■ OBJECTIVE
Locate each line in the items below that contains the word "stick" and copy those lines out. Case counts.

■ Data items
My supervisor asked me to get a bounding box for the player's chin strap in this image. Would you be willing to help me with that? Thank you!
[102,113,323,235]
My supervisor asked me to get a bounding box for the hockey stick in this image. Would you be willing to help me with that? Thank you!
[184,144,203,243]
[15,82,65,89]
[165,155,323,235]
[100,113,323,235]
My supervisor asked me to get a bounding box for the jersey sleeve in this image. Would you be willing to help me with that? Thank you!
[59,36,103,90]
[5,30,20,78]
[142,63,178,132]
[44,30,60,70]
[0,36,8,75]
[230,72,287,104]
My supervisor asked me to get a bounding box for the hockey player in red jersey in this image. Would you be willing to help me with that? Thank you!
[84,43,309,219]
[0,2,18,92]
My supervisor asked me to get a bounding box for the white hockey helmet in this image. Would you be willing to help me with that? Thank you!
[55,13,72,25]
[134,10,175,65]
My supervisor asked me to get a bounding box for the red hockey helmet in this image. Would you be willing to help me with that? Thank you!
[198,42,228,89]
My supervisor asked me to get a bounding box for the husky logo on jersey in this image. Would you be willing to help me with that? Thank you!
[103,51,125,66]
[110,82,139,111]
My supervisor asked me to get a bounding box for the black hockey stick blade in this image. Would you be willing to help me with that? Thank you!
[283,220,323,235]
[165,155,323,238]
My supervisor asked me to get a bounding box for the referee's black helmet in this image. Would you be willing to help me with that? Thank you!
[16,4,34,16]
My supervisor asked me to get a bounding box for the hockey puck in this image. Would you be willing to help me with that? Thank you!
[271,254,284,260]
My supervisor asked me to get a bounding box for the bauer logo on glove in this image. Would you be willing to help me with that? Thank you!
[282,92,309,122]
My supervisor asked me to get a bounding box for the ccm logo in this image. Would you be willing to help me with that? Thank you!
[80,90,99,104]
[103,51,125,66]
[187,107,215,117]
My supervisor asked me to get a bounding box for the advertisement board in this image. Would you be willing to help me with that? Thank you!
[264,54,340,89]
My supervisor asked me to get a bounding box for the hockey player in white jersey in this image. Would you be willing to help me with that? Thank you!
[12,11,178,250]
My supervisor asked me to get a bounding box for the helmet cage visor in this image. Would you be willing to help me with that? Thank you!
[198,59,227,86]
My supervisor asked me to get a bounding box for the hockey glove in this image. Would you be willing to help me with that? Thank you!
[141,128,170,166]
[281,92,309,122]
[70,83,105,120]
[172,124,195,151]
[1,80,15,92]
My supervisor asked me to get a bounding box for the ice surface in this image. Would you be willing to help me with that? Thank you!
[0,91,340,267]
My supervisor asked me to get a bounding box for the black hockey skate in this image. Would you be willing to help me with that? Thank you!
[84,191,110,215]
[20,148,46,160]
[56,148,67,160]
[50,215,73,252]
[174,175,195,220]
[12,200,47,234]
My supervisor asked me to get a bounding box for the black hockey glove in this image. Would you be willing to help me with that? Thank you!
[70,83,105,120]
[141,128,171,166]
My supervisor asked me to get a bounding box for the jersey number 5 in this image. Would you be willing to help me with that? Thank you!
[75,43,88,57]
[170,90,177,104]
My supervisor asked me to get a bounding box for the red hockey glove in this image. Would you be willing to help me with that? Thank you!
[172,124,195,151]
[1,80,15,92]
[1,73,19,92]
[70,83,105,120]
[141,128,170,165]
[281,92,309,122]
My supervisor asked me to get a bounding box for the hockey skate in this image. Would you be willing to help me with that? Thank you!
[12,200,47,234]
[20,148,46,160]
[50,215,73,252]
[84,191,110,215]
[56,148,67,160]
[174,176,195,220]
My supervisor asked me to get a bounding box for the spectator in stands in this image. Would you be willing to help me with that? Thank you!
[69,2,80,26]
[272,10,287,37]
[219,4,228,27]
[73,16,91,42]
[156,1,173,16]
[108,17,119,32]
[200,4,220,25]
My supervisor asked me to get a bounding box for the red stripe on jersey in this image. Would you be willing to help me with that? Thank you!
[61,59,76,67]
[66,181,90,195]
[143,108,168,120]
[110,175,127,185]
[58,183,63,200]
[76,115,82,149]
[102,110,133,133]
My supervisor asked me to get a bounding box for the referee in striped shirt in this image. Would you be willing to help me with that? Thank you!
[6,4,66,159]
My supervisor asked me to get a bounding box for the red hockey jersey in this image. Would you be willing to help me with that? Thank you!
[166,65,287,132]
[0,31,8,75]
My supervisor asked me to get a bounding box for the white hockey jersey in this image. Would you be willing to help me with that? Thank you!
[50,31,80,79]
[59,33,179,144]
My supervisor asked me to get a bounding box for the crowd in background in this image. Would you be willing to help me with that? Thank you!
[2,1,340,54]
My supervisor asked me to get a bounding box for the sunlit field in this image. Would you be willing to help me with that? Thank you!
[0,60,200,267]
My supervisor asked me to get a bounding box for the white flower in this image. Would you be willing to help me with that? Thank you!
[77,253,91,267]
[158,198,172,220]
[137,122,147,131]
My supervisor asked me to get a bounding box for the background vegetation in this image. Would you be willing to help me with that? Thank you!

■ OUTPUT BELOW
My supervisor asked me to get a bounding box for the hockey stick in this image. Would you be willing to help me with that? Thank you!
My supervisor asked me to get a bounding box for the black hockey stick blade in this image. Would you be willing to help me with that? Thank you!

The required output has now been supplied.